Reproduce the listing in full. Keep every character unchanged.

━━━ MATERIAL SUPPLIED ━━━

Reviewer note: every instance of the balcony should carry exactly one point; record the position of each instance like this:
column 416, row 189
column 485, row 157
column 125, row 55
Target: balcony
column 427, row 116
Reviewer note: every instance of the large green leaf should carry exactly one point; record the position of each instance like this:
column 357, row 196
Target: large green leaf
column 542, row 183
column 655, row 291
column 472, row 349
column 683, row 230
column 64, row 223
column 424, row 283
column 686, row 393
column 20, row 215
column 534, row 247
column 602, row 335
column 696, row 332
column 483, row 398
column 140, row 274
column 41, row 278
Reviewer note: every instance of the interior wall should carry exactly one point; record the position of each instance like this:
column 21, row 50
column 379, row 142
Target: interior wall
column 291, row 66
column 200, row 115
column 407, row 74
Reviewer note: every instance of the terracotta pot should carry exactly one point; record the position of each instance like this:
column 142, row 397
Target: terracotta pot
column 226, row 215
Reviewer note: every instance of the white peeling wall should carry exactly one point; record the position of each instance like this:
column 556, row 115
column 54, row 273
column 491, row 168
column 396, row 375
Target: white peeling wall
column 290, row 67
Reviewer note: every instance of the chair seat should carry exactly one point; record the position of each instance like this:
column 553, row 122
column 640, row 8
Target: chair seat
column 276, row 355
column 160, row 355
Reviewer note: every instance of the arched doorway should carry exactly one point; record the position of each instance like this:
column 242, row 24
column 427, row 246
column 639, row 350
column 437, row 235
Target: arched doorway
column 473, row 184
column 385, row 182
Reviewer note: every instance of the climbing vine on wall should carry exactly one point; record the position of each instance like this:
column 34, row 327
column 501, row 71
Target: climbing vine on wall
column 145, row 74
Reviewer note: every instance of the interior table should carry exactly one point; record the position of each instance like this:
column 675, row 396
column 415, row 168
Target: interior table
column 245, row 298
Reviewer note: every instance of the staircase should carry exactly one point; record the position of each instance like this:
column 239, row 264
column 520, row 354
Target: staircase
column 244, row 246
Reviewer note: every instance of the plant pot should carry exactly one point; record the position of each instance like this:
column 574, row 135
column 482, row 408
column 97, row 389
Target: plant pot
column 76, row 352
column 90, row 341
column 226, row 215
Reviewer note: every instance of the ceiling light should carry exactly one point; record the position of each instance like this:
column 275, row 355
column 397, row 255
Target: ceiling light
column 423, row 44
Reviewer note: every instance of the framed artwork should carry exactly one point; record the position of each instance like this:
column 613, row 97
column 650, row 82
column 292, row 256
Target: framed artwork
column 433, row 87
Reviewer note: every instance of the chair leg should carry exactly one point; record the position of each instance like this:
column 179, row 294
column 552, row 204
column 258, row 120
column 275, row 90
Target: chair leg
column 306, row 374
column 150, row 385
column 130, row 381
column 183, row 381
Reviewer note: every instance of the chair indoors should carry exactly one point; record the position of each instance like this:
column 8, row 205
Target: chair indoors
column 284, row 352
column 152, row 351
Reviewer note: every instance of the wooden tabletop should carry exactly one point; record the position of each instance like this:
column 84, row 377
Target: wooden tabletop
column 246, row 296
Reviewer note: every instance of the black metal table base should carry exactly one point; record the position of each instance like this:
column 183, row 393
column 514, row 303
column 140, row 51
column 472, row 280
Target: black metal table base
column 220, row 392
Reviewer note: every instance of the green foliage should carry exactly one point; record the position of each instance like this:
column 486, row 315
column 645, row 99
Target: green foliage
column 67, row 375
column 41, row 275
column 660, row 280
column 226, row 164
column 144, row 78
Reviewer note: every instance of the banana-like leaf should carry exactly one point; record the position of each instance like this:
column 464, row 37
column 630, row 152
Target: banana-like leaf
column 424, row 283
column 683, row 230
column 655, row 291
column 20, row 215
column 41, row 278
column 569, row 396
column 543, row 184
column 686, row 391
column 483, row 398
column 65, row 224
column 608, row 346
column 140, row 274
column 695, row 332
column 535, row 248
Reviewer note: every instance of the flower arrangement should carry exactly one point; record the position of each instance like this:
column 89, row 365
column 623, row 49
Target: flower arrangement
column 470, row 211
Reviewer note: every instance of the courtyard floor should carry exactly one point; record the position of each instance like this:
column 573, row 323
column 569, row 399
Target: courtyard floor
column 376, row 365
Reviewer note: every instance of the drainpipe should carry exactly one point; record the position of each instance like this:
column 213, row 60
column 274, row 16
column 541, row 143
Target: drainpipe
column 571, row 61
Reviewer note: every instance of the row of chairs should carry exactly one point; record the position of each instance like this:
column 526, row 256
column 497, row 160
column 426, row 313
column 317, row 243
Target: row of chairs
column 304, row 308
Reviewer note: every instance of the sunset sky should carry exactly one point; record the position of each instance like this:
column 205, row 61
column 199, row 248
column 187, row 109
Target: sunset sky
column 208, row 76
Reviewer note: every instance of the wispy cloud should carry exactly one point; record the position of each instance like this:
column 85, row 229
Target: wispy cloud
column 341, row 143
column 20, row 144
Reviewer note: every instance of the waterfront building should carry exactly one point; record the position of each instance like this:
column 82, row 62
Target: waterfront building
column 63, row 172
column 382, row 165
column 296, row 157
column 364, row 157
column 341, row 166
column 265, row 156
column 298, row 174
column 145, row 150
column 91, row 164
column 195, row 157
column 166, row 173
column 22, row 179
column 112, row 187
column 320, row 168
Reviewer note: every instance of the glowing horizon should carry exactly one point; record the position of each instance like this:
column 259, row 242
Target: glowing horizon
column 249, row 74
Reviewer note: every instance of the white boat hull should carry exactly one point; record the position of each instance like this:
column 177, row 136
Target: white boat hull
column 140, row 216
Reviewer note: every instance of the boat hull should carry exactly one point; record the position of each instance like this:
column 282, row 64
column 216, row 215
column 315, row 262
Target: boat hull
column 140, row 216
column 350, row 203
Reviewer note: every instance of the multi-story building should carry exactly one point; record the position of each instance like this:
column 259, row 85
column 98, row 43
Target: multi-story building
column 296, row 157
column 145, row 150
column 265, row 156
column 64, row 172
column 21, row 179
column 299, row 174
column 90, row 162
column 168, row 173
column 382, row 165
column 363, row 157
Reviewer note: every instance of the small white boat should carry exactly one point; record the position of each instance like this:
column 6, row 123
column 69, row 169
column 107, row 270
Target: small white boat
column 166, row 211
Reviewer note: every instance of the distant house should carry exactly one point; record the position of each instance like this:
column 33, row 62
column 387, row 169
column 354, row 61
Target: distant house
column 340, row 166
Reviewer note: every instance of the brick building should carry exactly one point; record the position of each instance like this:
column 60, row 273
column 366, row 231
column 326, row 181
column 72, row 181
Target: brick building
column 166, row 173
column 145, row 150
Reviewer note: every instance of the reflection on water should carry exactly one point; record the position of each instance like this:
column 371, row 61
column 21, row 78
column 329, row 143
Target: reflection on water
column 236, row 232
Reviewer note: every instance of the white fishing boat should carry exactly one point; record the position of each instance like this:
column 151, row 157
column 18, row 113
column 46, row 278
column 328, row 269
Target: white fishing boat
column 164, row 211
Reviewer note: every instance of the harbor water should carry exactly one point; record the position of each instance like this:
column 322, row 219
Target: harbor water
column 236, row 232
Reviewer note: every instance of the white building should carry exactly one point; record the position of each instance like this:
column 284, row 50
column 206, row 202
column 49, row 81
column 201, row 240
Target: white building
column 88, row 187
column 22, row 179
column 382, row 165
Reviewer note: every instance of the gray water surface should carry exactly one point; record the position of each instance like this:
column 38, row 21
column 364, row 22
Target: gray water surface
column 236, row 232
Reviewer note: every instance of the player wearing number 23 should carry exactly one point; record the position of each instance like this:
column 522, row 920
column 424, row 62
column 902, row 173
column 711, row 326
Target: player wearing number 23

━━━

OUTPUT OF THE TASK:
Reviewer note: every instance of the balcony should carry exactly one point; record the position of each instance like this:
column 416, row 189
column 485, row 157
column 125, row 55
Target: balcony
column 427, row 116
Reviewer note: every instance of the large green leaf should carry exactly one point; record the position of each instance like this:
column 357, row 196
Target: large green leaf
column 542, row 183
column 655, row 291
column 472, row 349
column 683, row 230
column 64, row 223
column 424, row 283
column 686, row 393
column 20, row 215
column 534, row 247
column 602, row 335
column 696, row 332
column 483, row 398
column 140, row 274
column 41, row 278
Reviewer note: every instance of the interior wall should carry exactly one point; record the position of each instance like this:
column 21, row 50
column 379, row 142
Target: interior wall
column 291, row 66
column 200, row 115
column 407, row 74
Reviewer note: every instance of the terracotta pot should carry exactly one point; record the position of each instance like this:
column 142, row 397
Target: terracotta pot
column 226, row 215
Reviewer note: every instance of the white peeling wall should carry exactly one point; record the position of each instance like this:
column 556, row 115
column 54, row 273
column 491, row 168
column 396, row 375
Target: white peeling wall
column 290, row 67
Reviewer note: every instance of the chair seat should carry exactly one point; record the position of each instance like this:
column 553, row 122
column 640, row 8
Target: chair seat
column 276, row 355
column 160, row 355
Reviewer note: every instance of the arched doorway should carry exactly one point; record the position of each instance like this:
column 242, row 24
column 427, row 246
column 639, row 350
column 437, row 235
Target: arched doorway
column 473, row 184
column 385, row 182
Reviewer note: every instance of the climbing vine on wall should carry exactly one point; record the position of each instance like this:
column 34, row 327
column 501, row 71
Target: climbing vine on wall
column 145, row 74
Reviewer note: every instance of the interior table should carry exactly one point; record the position of each instance like this:
column 675, row 396
column 415, row 168
Target: interior table
column 245, row 298
Reviewer note: every instance of the staircase should carry exactly one point; record the position of each instance like this:
column 239, row 264
column 520, row 354
Target: staircase
column 244, row 246
Reviewer note: every instance of the plant pot should carry exactly one point; record the position of each instance like this:
column 574, row 135
column 482, row 408
column 97, row 389
Target: plant pot
column 76, row 352
column 90, row 341
column 226, row 215
Reviewer note: every instance of the ceiling light should carry exactly one point; record the position of each instance like this:
column 275, row 355
column 397, row 255
Target: ceiling light
column 423, row 44
Reviewer note: every instance of the framed artwork should carry exactly one point; record the position of each instance like this:
column 613, row 97
column 650, row 82
column 292, row 256
Target: framed artwork
column 433, row 87
Reviewer note: every instance of the chair leg should carry exactly one point; record the position of each instance like this:
column 179, row 294
column 552, row 204
column 258, row 120
column 275, row 90
Target: chair leg
column 306, row 374
column 150, row 385
column 130, row 381
column 183, row 381
Reviewer note: every instance of the chair indoors should carry exactly one point; record the position of each instance like this:
column 8, row 205
Target: chair indoors
column 284, row 352
column 152, row 351
Reviewer note: every instance of the wooden tabletop should carry exactly one point; record the position of each instance like this:
column 84, row 377
Target: wooden tabletop
column 246, row 296
Reviewer note: every instance of the black metal table base should carry exactly one point; record the position of each instance like this:
column 183, row 393
column 514, row 303
column 140, row 51
column 472, row 280
Target: black metal table base
column 220, row 392
Reviewer note: every instance of the green foliage should carry exactly one point; record the position of each instance like this:
column 486, row 315
column 645, row 99
Target: green foliage
column 67, row 375
column 41, row 275
column 660, row 280
column 226, row 164
column 144, row 78
Reviewer note: every instance of the banana-like leaf should carry exactly one point; record the position of each instance like this:
column 464, row 37
column 630, row 152
Target: banana-like leaf
column 424, row 283
column 683, row 230
column 655, row 291
column 20, row 215
column 41, row 278
column 569, row 396
column 543, row 184
column 686, row 391
column 483, row 398
column 65, row 224
column 608, row 346
column 140, row 274
column 695, row 332
column 535, row 248
Reviewer note: every instance of the flower arrangement should carry exactly one point; record the position of each instance like this:
column 89, row 365
column 623, row 49
Target: flower arrangement
column 470, row 211
Reviewer note: every instance of the courtyard floor should carry exactly one point; record the position of each instance like this:
column 573, row 323
column 569, row 399
Target: courtyard floor
column 376, row 365
Reviewer note: every instance of the drainpipe should carry exactly one point; record the position of each instance like this:
column 213, row 60
column 274, row 16
column 541, row 143
Target: drainpipe
column 571, row 61
Reviewer note: every instance of the row of chairs should carry exactly one point; record the position of each instance like this:
column 526, row 256
column 497, row 160
column 426, row 313
column 317, row 243
Target: row of chairs
column 304, row 308
Reviewer note: every instance of the sunset sky should carry exactly one point; record the position of each instance like this:
column 205, row 61
column 199, row 248
column 187, row 109
Target: sunset sky
column 208, row 76
Reviewer note: every instance of the wispy cloud should carry exactly one point; record the position of each instance like this:
column 85, row 229
Target: wispy cloud
column 341, row 143
column 20, row 144
Reviewer note: every instance of the waterfront building should carry exactly one point; record the position of each instance like this:
column 82, row 62
Target: waterfront building
column 63, row 172
column 382, row 165
column 296, row 157
column 364, row 157
column 341, row 166
column 265, row 156
column 298, row 174
column 145, row 150
column 91, row 164
column 195, row 157
column 166, row 173
column 22, row 179
column 112, row 187
column 320, row 168
Reviewer note: every instance of the glowing horizon should carry exactly one point; record the position of each instance like this:
column 259, row 242
Target: glowing horizon
column 249, row 74
Reviewer note: every instance of the white boat hull should carry exactly one point; record the position of each instance like this:
column 177, row 136
Target: white boat hull
column 140, row 216
Reviewer note: every instance of the boat hull should carry exactly one point; record the position of each instance like this:
column 282, row 64
column 216, row 215
column 315, row 262
Target: boat hull
column 140, row 216
column 350, row 203
Reviewer note: every instance of the multi-story building should carry exactly one point; record the position of each instance like this:
column 259, row 85
column 98, row 43
Target: multi-story building
column 296, row 157
column 145, row 150
column 265, row 156
column 64, row 172
column 21, row 179
column 299, row 174
column 90, row 162
column 168, row 173
column 382, row 165
column 363, row 157
Reviewer note: every instance of the small white boat should carry exactly one point; record the position of each instance like this:
column 6, row 123
column 69, row 169
column 107, row 270
Target: small white boat
column 166, row 211
Reviewer note: every instance of the distant house should carry exactly one point; record the position of each instance like this:
column 33, row 62
column 387, row 169
column 354, row 61
Target: distant house
column 340, row 166
Reviewer note: every instance of the brick building should carry exactly one point; record the position of each instance like this:
column 60, row 273
column 366, row 231
column 326, row 181
column 72, row 181
Target: brick building
column 166, row 173
column 145, row 150
Reviewer note: every instance of the reflection on water should carry exactly one point; record the position of each instance like this:
column 371, row 61
column 21, row 78
column 329, row 143
Target: reflection on water
column 236, row 232
Reviewer note: every instance of the white fishing boat should carry exactly one point; record the position of each instance like this:
column 151, row 157
column 18, row 113
column 46, row 278
column 328, row 269
Target: white fishing boat
column 164, row 211
Reviewer note: every instance of the harbor water should carry exactly one point; record the position of each instance like this:
column 322, row 219
Target: harbor water
column 236, row 232
Reviewer note: every instance of the white building should carry exactly one point; record the position of each instance like this:
column 284, row 50
column 206, row 202
column 49, row 81
column 201, row 240
Target: white building
column 88, row 187
column 22, row 179
column 382, row 165
Reviewer note: every instance of the gray water surface should carry exactly one point; record the position of each instance like this:
column 38, row 21
column 364, row 22
Target: gray water surface
column 236, row 232
Reviewer note: every instance of the player wearing number 23 should carry exactly one point; record the position of each instance like this:
column 522, row 920
column 424, row 62
column 902, row 173
column 711, row 326
Target: player wearing number 23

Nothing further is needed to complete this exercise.